DIRECTIONS FOR THIS TASK ▸ Return every entry exactly.

§ §

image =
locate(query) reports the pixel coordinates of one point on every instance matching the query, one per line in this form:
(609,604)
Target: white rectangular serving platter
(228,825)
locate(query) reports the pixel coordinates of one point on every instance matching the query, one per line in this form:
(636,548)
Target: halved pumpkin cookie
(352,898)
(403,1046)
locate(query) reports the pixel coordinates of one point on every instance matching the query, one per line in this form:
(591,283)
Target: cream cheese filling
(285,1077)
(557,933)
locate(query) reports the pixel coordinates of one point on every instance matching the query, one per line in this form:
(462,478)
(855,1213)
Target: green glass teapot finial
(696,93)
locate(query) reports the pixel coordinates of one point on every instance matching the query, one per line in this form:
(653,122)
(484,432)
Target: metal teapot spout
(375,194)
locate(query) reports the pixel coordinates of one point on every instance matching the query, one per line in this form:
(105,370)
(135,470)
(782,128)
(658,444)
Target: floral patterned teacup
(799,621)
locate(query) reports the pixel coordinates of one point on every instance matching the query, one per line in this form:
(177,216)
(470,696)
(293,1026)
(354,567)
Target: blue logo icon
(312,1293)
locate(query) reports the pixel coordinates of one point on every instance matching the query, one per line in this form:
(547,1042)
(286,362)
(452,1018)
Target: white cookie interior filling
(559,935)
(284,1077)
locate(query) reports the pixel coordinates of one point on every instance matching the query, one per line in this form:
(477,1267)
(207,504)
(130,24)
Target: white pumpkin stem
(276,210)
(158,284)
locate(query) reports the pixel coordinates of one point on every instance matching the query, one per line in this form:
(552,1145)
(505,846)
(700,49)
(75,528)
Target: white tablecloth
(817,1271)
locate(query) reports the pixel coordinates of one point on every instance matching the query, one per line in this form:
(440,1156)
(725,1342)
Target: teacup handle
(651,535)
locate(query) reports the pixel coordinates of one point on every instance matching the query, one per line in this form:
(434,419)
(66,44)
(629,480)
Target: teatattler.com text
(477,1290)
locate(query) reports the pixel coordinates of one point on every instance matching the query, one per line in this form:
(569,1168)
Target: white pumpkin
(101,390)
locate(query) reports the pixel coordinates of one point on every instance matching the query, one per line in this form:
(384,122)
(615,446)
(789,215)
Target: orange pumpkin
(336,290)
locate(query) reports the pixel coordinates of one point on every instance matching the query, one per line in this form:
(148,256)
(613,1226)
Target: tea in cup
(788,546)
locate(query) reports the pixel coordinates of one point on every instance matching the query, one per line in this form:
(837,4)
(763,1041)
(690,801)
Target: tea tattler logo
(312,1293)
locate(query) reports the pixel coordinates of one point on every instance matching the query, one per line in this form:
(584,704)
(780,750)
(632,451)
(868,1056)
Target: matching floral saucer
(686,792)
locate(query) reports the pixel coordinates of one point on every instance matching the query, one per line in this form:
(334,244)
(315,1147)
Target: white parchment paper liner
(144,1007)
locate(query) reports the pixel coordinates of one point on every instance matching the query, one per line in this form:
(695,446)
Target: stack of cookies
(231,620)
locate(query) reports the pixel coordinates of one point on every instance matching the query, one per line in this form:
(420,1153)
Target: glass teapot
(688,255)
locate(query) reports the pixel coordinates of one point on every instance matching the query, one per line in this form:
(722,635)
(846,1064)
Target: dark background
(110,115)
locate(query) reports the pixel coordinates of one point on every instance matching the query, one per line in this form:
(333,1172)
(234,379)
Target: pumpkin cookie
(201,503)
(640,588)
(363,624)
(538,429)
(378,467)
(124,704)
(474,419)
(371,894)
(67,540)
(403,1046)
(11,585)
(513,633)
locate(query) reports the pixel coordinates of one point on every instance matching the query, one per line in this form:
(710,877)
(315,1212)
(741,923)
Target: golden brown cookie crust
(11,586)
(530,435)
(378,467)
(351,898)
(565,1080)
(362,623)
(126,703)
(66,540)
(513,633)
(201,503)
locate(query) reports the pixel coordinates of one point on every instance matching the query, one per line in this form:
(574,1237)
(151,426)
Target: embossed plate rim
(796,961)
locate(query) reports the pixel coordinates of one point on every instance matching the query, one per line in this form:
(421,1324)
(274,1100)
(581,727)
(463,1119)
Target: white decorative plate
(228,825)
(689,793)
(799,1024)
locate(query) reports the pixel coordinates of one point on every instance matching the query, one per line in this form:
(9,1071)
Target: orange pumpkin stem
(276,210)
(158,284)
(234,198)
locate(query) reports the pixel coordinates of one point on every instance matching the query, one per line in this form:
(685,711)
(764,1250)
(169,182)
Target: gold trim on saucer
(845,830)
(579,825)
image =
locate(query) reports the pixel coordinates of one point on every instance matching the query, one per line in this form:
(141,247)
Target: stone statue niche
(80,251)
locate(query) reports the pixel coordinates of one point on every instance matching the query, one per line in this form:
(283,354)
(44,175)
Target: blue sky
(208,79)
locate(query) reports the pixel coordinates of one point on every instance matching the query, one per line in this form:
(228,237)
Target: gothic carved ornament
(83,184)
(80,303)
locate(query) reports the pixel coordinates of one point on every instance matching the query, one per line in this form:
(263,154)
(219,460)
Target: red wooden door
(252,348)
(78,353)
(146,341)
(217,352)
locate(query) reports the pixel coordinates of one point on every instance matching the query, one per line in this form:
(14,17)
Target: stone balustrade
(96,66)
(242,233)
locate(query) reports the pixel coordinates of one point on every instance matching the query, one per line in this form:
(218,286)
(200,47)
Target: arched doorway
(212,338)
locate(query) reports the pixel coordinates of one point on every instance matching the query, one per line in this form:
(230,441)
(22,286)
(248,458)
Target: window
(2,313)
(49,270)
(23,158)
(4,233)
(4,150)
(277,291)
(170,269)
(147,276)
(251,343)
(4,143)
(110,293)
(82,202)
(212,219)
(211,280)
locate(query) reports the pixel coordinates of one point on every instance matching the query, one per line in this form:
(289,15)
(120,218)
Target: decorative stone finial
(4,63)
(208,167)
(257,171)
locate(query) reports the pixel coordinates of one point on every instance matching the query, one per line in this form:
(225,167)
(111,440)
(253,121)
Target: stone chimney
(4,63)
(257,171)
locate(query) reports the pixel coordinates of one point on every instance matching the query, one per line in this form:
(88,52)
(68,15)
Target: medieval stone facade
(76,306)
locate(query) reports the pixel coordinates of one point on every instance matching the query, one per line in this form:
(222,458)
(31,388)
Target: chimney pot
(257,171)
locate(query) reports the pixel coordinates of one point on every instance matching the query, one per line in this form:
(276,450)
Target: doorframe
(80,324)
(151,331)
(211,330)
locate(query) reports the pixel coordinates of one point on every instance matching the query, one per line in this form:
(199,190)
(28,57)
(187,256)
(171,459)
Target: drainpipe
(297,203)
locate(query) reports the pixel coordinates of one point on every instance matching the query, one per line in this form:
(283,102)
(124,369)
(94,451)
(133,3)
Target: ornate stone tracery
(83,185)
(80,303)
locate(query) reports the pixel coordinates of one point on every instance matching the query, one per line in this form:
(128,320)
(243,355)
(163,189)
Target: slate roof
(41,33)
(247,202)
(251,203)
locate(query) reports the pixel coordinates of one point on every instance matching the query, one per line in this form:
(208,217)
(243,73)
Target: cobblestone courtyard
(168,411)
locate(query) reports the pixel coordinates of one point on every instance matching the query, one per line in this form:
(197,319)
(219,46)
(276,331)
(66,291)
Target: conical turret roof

§ §

ANSWER IN FULL ▸
image =
locate(query) reports the pixel coordinates of one point on every instance matching the query, one per line in this form:
(609,604)
Target: white rectangular serving platter
(228,825)
locate(query) reports the pixel coordinates of one point on every instance matching the query, one per line in this form:
(636,548)
Target: halved pumpkin cookie
(352,898)
(403,1046)
locate(query) reports the pixel coordinates of one point on every instance matching the query, one per line in this form:
(591,283)
Target: cream cheese filling
(285,1077)
(557,933)
locate(query) reports the pixel coordinates of one point on every instance matching the query, one per line in this form:
(462,478)
(855,1213)
Target: green glass teapot finial
(696,93)
locate(query) reports the pixel coordinates of one point on every instance matching the query, one per line in this form:
(653,122)
(484,432)
Target: metal teapot spout
(375,194)
locate(query) reports the pixel coordinates of one point on every instance matching the query, one per line in this form:
(105,370)
(135,470)
(782,128)
(658,444)
Target: floral patterned teacup
(799,621)
locate(query) reports the pixel coordinates of one point on every instance matching the query, one per line in this form:
(177,216)
(470,696)
(293,1026)
(354,567)
Target: blue logo icon
(312,1293)
locate(query) reports the pixel coordinates of one point on every instance matching the query, one per line in this form:
(547,1042)
(286,362)
(452,1018)
Target: white cookie interior filling
(559,935)
(284,1077)
locate(query) reports the pixel coordinates of one point on every instance matching the query, one per line in this form:
(477,1267)
(207,504)
(130,24)
Target: white pumpkin stem
(276,210)
(158,284)
locate(query) reports the pixel coordinates of one point on every instance matching the query, one per line in this form:
(552,1145)
(505,846)
(700,49)
(75,528)
Target: white tablecloth
(817,1271)
locate(query) reports the pixel coordinates of one point on every instance matching the query, one per line in this form:
(440,1156)
(725,1342)
Target: teacup handle
(651,535)
locate(query) reports the pixel coordinates of one point on every instance matching the query, one per line in this form:
(434,419)
(66,44)
(629,480)
Target: teatattler.com text
(477,1290)
locate(query) reports the pixel coordinates of one point on every instance matching the query, one per line in this form:
(569,1168)
Target: white pumpkin
(101,390)
locate(query) reports the pixel coordinates of one point on every instance matching the query, one per line in this form:
(384,122)
(615,446)
(789,215)
Target: orange pumpkin
(336,290)
locate(query) reports the pixel coordinates of one point on every instance matching the query, one per line in this form:
(148,256)
(613,1226)
Target: tea in cup
(788,546)
locate(query) reports the pixel coordinates of one point on every instance matching the query, one per line in this form:
(837,4)
(763,1041)
(690,801)
Target: tea tattler logo
(312,1293)
locate(query) reports the pixel coordinates of one point on every instance matching the query, one per line in this form:
(584,704)
(780,750)
(632,451)
(868,1056)
Target: matching floral saucer
(686,792)
locate(query) reports the pixel coordinates of one point on every instance matching the query, one per line in this form:
(334,244)
(315,1147)
Target: white parchment paper liner
(144,1007)
locate(query) reports the pixel coordinates of one point on every instance matching the query, one per line in this form:
(695,446)
Target: stack of cookies
(231,620)
locate(query) reports the pixel coordinates of one point on every instance matching the query, one per line in this form:
(420,1153)
Target: glass teapot
(688,255)
locate(query) reports the pixel coordinates of one point on every instance matching the query, one per line in this form:
(722,635)
(846,1064)
Target: dark background
(110,115)
locate(query) reports the pixel coordinates of one point on every instance matching the query, one per line in this form:
(333,1172)
(234,379)
Target: pumpkin cookie
(201,503)
(640,588)
(363,624)
(538,429)
(378,467)
(124,704)
(474,419)
(371,894)
(67,540)
(403,1046)
(11,585)
(513,633)
locate(query) reports the pixel coordinates of one point on every instance matching the query, one per line in this form:
(710,877)
(315,1212)
(741,923)
Target: golden brown cookie crust
(11,586)
(530,435)
(378,467)
(351,898)
(565,1080)
(362,623)
(126,703)
(66,540)
(513,633)
(201,503)
locate(query) reports the pixel coordinates of one point on every instance matching the query, one per line in this form:
(574,1237)
(151,426)
Target: embossed plate rim
(796,961)
locate(query) reports the pixel coordinates of one point on every instance matching the query, one per line in this form:
(421,1324)
(274,1100)
(581,727)
(463,1119)
Target: white decorative plate
(228,825)
(689,793)
(799,1024)
locate(query) reports the pixel coordinates of one point on every instance matching the query, one per line in this form:
(9,1071)
Target: orange pumpkin stem
(276,210)
(158,284)
(234,198)
locate(query) reports the pixel coordinates of one point on every instance matching the query, one per line in this form:
(685,711)
(764,1250)
(169,182)
Target: gold trim on saucer
(845,830)
(579,825)
image =
locate(query) reports the pixel coordinates of one point on every instance matching the query, one per line in this form:
(141,247)
Target: stone statue niche
(80,251)
locate(query) reports the pixel coordinates of one point on every instance matching the query, one per line in this form:
(283,354)
(44,175)
Target: blue sky
(208,79)
locate(query) reports the pixel coordinates of one point on every instance matching the query, one per line in this form:
(228,237)
Target: gothic carved ornament
(83,184)
(80,303)
locate(query) reports the pixel coordinates of one point on every instance matching the query, one per line in this form:
(263,154)
(219,460)
Target: red wooden door
(252,348)
(78,353)
(146,341)
(217,352)
locate(query) reports the pixel coordinates of one point on every instance matching the query, one per line in this form:
(14,17)
Target: stone balustrade
(96,66)
(242,233)
locate(query) reports the pixel coordinates of one point on every instance matching the query, one per line in this form:
(218,286)
(200,47)
Target: arched doorway
(212,338)
locate(query) reports the pixel coordinates of one point on every instance matching the query, one per line in this form:
(230,441)
(22,286)
(248,458)
Target: window
(2,313)
(49,270)
(23,158)
(4,233)
(4,150)
(277,291)
(170,269)
(147,276)
(251,343)
(4,143)
(110,293)
(82,202)
(212,219)
(211,280)
locate(query) reports the pixel coordinates of one point on every instance matching the query, one per line in this form:
(289,15)
(120,218)
Target: decorative stone finial
(4,63)
(208,167)
(257,171)
locate(query) reports the pixel coordinates of one point on every instance matching the query, one per line in this form:
(225,167)
(111,440)
(253,121)
Target: stone chimney
(4,63)
(257,171)
locate(query) reports the pixel coordinates of one point on every instance matching the query, one per line in this form:
(88,52)
(68,15)
Target: medieval stone facade
(76,306)
locate(query) reports the pixel coordinates of one point on every instance matching the query, one per line in this form:
(222,458)
(31,388)
Target: chimney pot
(257,171)
locate(query) reports the pixel coordinates of one point on every instance matching the query, one per line in this form:
(276,450)
Target: doorframe
(80,324)
(151,331)
(211,330)
locate(query) reports the pixel coordinates of one point on every instance matching the query, one per line in this form:
(199,190)
(28,57)
(187,256)
(171,459)
Target: drainpipe
(297,203)
locate(query) reports the pixel coordinates of one point on every instance matching the query, one per line in this form:
(283,102)
(124,369)
(94,451)
(133,3)
Target: ornate stone tracery
(83,185)
(80,303)
locate(query) reports the pixel coordinates of one point on every instance matching the query, one per line in this form:
(128,320)
(243,355)
(163,189)
Target: slate roof
(41,33)
(247,202)
(251,203)
locate(query) reports the pixel coordinates of one point on every instance matching the query, one per line in this form:
(208,217)
(243,73)
Target: cobblestone courtyard
(168,411)
locate(query) reports the pixel coordinates of one point on every instance matching the query, one per line in this form:
(197,319)
(219,46)
(276,331)
(66,291)
Target: conical turret roof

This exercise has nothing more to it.